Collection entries
● ● ● ● ●
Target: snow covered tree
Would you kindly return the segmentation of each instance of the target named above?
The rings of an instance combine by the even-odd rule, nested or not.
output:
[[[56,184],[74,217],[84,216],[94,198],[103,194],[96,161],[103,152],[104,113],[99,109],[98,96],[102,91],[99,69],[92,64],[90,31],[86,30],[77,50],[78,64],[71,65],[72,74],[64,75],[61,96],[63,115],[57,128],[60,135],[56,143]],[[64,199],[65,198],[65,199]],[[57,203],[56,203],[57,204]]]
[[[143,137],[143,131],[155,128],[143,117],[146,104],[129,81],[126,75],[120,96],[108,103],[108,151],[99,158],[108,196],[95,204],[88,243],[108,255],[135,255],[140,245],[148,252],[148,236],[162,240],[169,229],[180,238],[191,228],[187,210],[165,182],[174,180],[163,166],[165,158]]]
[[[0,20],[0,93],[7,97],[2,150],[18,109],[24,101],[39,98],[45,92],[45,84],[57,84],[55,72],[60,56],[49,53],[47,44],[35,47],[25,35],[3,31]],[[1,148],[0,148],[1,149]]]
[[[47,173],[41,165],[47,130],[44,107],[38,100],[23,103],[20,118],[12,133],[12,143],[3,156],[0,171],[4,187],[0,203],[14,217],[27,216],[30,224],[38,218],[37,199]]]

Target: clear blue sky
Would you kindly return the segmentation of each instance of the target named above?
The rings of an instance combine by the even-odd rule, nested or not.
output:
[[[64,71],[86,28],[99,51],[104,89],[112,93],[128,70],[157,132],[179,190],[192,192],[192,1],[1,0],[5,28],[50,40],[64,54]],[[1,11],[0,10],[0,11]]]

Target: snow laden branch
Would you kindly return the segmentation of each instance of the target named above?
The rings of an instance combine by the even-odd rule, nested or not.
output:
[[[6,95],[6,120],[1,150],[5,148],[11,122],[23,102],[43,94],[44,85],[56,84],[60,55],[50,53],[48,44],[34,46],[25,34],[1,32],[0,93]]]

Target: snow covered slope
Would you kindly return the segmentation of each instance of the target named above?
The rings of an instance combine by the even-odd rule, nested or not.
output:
● ● ● ● ●
■ **GIVEN INSTRUCTION**
Please repeat the lines of the listing verbatim, from the line containing "Target: snow laden branch" through the final line of the listing.

■ **FINISHED ANSWER**
Target: snow laden branch
Would you kindly return the segmentation of each instance of the target named above?
The rings of an instance combine by the even-odd rule, nested or not.
output:
[[[6,95],[6,120],[1,150],[5,148],[11,122],[23,102],[43,94],[44,85],[56,84],[60,55],[50,53],[48,44],[34,46],[25,34],[1,32],[0,93]]]

Target: snow covered slope
Would you kindly return the segmentation of each instance of the target named above?
The rings of an instance combine by the even-odd rule, nested or not.
output:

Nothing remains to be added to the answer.